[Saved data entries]
Content starts
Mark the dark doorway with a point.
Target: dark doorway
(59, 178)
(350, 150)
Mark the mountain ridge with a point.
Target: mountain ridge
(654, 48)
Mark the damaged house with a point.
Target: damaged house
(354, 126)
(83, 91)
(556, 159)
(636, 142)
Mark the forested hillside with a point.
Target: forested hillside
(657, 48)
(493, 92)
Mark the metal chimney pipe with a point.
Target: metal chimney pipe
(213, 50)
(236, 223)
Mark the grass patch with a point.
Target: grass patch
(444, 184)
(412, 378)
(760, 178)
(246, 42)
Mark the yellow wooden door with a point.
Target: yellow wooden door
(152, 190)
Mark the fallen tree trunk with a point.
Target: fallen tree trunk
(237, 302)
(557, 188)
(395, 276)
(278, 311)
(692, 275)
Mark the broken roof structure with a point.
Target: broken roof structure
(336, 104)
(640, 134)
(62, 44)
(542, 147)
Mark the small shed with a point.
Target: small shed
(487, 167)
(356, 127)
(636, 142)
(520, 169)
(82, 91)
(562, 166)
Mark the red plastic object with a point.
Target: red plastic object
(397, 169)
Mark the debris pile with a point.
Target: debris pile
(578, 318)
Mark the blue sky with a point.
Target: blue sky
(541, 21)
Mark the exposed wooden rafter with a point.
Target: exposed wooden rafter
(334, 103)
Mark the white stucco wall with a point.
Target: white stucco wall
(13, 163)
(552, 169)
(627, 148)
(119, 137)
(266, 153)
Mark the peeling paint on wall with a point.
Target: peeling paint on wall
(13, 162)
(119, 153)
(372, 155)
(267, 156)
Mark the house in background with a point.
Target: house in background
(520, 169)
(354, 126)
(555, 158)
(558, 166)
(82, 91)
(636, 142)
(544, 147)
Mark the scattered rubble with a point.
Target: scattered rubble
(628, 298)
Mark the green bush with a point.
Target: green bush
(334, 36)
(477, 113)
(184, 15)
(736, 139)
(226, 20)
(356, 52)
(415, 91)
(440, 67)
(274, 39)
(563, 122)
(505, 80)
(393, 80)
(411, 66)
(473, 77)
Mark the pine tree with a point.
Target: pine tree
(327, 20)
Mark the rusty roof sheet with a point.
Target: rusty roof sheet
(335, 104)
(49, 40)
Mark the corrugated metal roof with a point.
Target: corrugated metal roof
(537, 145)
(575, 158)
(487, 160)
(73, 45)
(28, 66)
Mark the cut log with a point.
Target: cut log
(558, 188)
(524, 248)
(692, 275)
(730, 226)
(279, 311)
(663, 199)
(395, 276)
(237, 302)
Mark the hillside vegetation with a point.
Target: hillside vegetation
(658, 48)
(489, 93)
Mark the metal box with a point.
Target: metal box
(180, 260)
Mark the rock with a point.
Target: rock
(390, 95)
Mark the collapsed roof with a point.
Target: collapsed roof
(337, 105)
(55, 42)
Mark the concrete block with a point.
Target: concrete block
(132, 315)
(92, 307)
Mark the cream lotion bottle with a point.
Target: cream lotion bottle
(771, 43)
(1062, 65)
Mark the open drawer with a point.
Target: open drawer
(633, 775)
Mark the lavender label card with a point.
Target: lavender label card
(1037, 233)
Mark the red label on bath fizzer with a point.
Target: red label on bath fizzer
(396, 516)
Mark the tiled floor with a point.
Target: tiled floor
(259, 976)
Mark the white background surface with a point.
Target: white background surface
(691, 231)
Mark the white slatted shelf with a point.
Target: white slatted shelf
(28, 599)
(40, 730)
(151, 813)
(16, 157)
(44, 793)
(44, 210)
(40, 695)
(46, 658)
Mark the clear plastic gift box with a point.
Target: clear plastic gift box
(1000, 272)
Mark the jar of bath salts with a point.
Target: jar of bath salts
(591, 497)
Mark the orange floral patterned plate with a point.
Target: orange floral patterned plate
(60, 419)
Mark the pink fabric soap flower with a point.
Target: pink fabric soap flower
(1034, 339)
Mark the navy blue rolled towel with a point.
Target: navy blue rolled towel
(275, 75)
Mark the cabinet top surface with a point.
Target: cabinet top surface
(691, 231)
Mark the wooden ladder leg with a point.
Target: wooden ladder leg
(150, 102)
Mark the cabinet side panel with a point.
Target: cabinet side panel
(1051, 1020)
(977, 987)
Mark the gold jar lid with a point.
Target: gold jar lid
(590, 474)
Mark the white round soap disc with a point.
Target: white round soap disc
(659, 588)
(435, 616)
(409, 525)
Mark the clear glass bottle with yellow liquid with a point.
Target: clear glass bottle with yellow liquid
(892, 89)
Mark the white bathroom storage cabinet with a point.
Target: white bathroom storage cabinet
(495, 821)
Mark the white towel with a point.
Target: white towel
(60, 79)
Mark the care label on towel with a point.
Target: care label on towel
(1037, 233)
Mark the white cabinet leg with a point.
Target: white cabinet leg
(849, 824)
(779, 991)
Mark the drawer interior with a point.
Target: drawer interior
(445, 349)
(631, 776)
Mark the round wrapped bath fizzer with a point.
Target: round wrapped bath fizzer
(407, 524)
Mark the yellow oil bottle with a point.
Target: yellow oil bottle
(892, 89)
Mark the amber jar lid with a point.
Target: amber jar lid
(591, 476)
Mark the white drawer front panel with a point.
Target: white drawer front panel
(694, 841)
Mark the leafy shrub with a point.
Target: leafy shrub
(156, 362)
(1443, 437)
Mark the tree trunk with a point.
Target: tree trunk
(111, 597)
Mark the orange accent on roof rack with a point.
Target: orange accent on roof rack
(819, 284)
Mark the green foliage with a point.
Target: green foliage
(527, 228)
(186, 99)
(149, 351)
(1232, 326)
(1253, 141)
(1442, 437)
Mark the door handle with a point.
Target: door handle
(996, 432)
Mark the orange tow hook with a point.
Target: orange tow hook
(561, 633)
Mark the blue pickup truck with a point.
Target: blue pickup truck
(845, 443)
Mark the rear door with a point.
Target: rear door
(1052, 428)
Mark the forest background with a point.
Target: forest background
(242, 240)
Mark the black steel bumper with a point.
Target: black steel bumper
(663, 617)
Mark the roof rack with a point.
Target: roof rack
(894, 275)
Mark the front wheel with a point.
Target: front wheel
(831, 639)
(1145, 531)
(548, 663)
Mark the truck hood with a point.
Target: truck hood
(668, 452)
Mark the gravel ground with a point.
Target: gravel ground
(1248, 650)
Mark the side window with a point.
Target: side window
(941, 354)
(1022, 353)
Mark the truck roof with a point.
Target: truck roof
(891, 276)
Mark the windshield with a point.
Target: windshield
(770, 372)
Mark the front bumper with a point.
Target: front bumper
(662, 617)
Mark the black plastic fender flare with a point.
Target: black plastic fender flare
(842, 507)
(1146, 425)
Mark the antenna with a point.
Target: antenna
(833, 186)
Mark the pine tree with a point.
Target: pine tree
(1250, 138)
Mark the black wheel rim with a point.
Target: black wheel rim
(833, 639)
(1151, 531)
Content ends
Exercise
All lines from the top of the data through the line containing "Mark the hillside vegetation with a point." need to be retyped exactly, and nothing more.

Exercise solution
Mark the dark doorway with a point.
Target: dark doorway
(59, 178)
(350, 150)
Mark the mountain ridge with a point.
Target: mountain ridge
(654, 48)
Mark the damaged house with a point.
Target: damaged house
(354, 126)
(83, 91)
(556, 159)
(636, 142)
Mark the forested hillside with a point.
Target: forested hillside
(657, 48)
(493, 92)
Mark the metal chimney pipe with a point.
Target: metal chimney pipe
(213, 50)
(236, 223)
Mark the grass patch with a point.
Target: grass patch
(444, 184)
(412, 378)
(760, 178)
(246, 42)
Mark the yellow wooden door with a point.
Target: yellow wooden door
(152, 190)
Mark the fallen tree trunk with a point.
Target: fallen tree trunk
(237, 302)
(557, 188)
(395, 276)
(278, 311)
(692, 275)
Mark the broken roof structure with a point.
Target: broken roof structure
(336, 104)
(640, 134)
(62, 44)
(542, 147)
Mark the small shed with a point.
Target: small shed
(487, 167)
(356, 127)
(636, 142)
(520, 169)
(82, 91)
(562, 166)
Mark the red plastic object with a point.
Target: red plastic object
(397, 169)
Mark the debris pile with a point.
Target: debris pile
(578, 318)
Mark the blue sky with a point.
Target: blue sky
(541, 21)
Mark the exposed wooden rafter with a point.
Target: exposed wooden rafter
(334, 103)
Mark the white stucco wall with a point.
Target: white stucco wall
(13, 163)
(552, 169)
(627, 148)
(119, 137)
(266, 153)
Mark the peeling paint on wall with a point.
Target: peeling paint on wall
(13, 162)
(119, 153)
(372, 155)
(267, 156)
Mark the house in background with a point.
Target: house in background
(520, 169)
(354, 126)
(555, 158)
(558, 166)
(82, 91)
(636, 142)
(544, 147)
Mark the scattered rubble with a point.
Target: scattered rubble
(628, 298)
Mark the green bush with a point.
Target: green bush
(334, 36)
(477, 113)
(184, 15)
(736, 139)
(226, 20)
(356, 52)
(415, 91)
(440, 67)
(274, 39)
(563, 122)
(505, 80)
(393, 80)
(411, 66)
(473, 77)
Mark the pine tree with a point.
Target: pine tree
(327, 20)
Mark the rusty roof sheet with a point.
Target: rusty roof sheet
(335, 104)
(49, 40)
Mark the corrugated metal roof with a point.
Target: corrugated metal roof
(537, 145)
(575, 158)
(487, 160)
(73, 45)
(28, 66)
Mark the cut log with a point.
Target: cut log
(558, 188)
(524, 248)
(692, 275)
(730, 226)
(279, 311)
(663, 199)
(395, 276)
(237, 302)
Mark the hillside vegetation with a point.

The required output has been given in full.